■ Written instruction
Give all of the material below as a Markdown table with two columns, "No." for the row number and "Line" for the line itself. Leave out blank lines and the pictures.

═══ Source data

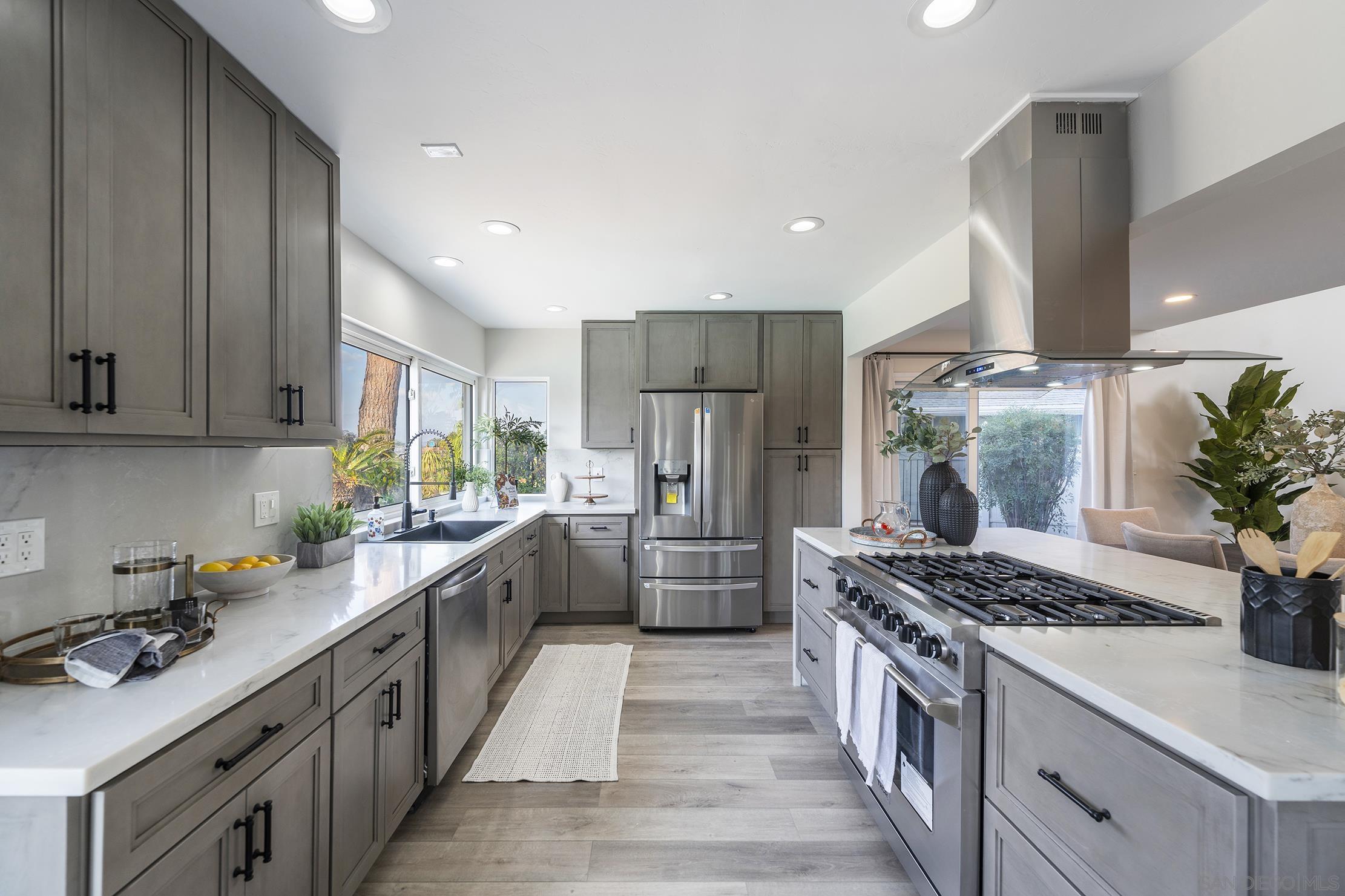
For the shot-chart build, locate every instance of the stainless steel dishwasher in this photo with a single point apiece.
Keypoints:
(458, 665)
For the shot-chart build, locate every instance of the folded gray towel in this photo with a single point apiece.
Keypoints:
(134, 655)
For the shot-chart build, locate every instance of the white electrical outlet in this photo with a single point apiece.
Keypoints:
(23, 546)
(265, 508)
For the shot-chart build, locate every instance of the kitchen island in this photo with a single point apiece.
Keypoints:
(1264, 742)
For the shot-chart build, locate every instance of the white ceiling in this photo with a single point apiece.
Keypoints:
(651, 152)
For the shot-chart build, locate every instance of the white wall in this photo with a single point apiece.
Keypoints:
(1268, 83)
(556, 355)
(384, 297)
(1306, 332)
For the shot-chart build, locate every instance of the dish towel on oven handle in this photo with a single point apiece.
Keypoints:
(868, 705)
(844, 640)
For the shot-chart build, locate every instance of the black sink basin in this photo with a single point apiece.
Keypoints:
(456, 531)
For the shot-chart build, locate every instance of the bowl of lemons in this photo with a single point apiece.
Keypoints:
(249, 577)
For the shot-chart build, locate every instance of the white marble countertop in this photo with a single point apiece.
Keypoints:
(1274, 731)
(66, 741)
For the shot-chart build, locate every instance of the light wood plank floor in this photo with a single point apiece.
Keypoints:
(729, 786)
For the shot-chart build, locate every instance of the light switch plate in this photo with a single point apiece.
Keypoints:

══════

■ The completed task
| No. | Line |
|---|---|
| 1 | For the shot-chart build, locate every instance of the stainless steel dishwasher in this photo with a single point apiece. |
| 2 | Keypoints: |
| 3 | (458, 665) |
| 4 | For the shot-chart build, locate every instance of the folded gray towel in this photo with a single point apiece. |
| 5 | Keypoints: |
| 6 | (134, 655) |
| 7 | For the shot-chart build, locate every instance of the white electrical outlet in this photo with a single point apiece. |
| 8 | Keypoints: |
| 9 | (23, 546) |
| 10 | (265, 508) |
| 11 | For the shot-chart build, locate every instance of the kitchen island in this photo with a single point apiece. |
| 12 | Keypoints: |
| 13 | (1264, 742) |
| 14 | For the shot-chart build, locate every instance of the white ceiling in this photo with a single point apiece. |
| 15 | Keypoints: |
| 16 | (651, 152) |
| 17 | For the shot-chart build, locate every instance of the white wall in this photo with a single point apiece. |
| 18 | Keypoints: |
| 19 | (1268, 83) |
| 20 | (556, 355) |
| 21 | (384, 297) |
| 22 | (1306, 332) |
| 23 | For the shot-chart build, locate every instance of the dish towel on oven handle in this photo with a single point apiece. |
| 24 | Keypoints: |
| 25 | (868, 705) |
| 26 | (844, 640) |
| 27 | For the shot-chart build, locate every instance of the black sink basin in this photo with a single point apiece. |
| 28 | Keypoints: |
| 29 | (456, 531) |
| 30 | For the shot-chart build, locate every instance of the bowl of lemons in this photo with a single point apiece. |
| 31 | Keypoints: |
| 32 | (249, 577) |
| 33 | For the shot-chart build, locate every instance of the white marble countertop in this photo with a single point apiece. |
| 34 | Keypoints: |
| 35 | (1274, 731) |
| 36 | (66, 741) |
| 37 | For the shot-chart build, locate every instance of the light wood plank floor in this photo with a single point apiece. |
| 38 | Keypoints: |
| 39 | (729, 786) |
| 40 | For the shot-chart build, locate every instance of the light switch plate in this photo with a single point apiece. |
| 41 | Keypoints: |